→ **ZADANIE**
Proszę policzyć wiersze poniższych wpisów, w których występuje słowo „white”, i podać wyłącznie tę liczbę.

→ **ZAPISANE WPISY**
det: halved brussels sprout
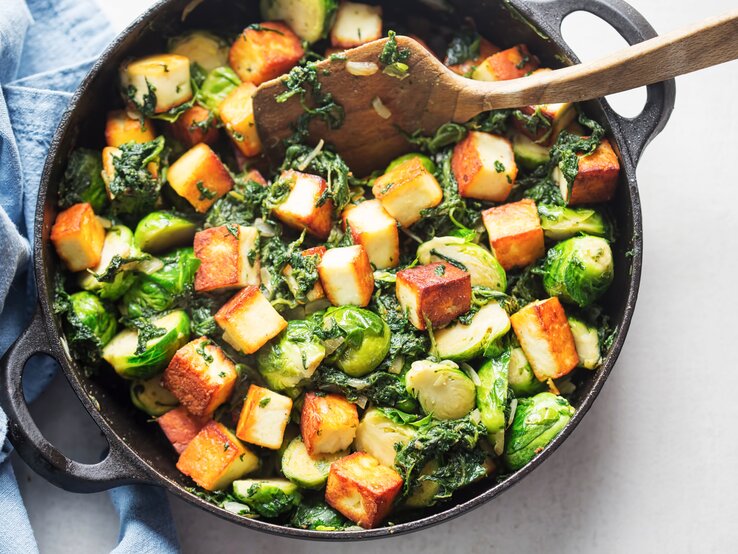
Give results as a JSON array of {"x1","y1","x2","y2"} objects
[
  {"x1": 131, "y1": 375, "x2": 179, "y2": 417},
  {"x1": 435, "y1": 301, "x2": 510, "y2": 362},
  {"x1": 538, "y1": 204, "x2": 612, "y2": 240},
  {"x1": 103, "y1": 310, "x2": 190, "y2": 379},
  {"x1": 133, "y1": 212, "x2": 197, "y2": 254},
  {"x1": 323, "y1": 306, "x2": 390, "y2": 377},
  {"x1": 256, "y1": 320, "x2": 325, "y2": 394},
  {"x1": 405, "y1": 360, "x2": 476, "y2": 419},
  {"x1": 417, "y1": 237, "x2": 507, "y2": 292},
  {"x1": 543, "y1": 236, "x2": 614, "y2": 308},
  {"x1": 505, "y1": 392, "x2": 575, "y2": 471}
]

--

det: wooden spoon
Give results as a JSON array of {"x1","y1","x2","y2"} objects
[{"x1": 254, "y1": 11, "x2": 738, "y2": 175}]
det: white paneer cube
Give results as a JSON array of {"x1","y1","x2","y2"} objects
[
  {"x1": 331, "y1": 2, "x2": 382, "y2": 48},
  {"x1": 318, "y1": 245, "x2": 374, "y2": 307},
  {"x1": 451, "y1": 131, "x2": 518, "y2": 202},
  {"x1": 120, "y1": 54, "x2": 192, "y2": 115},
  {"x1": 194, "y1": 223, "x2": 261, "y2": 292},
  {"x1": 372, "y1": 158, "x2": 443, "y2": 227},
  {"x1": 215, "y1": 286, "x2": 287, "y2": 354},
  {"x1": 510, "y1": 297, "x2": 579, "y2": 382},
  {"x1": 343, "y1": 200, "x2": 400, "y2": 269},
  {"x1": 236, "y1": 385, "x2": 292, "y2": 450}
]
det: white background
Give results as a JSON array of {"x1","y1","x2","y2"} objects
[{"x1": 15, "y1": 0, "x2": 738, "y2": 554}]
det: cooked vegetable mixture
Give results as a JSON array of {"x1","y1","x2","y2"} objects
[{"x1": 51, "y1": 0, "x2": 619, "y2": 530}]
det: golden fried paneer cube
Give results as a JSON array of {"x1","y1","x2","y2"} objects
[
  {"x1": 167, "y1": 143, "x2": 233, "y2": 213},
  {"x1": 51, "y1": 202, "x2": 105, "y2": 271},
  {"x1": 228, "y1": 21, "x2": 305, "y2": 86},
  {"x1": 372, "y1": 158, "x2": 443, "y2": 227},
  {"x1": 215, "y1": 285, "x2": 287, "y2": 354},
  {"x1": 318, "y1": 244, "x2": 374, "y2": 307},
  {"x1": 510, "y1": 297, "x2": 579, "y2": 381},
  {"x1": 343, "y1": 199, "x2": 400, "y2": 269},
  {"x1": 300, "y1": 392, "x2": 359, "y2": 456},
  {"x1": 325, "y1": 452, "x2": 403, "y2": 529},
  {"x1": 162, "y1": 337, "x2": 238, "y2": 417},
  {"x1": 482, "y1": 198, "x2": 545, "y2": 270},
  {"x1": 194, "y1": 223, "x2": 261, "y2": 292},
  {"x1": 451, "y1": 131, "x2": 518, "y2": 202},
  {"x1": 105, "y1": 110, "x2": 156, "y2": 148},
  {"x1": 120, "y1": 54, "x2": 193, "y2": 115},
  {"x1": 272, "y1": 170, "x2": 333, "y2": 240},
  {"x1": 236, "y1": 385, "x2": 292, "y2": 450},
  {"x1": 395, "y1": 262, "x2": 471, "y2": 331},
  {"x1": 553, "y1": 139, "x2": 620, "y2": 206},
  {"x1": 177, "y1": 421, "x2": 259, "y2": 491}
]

→ **ODPOWIEDŹ PISEMNA**
2